Records from a point labeling set
==============================

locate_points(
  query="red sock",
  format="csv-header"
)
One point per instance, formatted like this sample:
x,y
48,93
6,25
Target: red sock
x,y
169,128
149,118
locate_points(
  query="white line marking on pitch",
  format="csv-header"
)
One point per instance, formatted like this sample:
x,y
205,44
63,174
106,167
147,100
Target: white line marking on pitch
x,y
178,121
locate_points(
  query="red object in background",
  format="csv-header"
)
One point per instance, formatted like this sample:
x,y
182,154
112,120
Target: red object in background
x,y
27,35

==============================

TO BE DONE
Replace every "Target" in the lines above with "Object" and give all the lines again, with nothing else changed.

WRITTEN RESPONSE
locate_points(
  query="red sock",
  format="csv-header"
)
One point per instance, formatted like this sample:
x,y
48,93
6,25
Object: red sock
x,y
169,128
149,118
locate_points(
  query="white line marking on pitch",
  format="csv-header"
)
One point per instance, formatted like this sample:
x,y
205,44
63,174
106,167
147,100
Object: white line marking on pitch
x,y
178,121
locate_points(
  query="red object in background",
  format="csv-header"
)
One point per instance, formatted like this sample:
x,y
182,154
112,120
Object: red object in background
x,y
27,35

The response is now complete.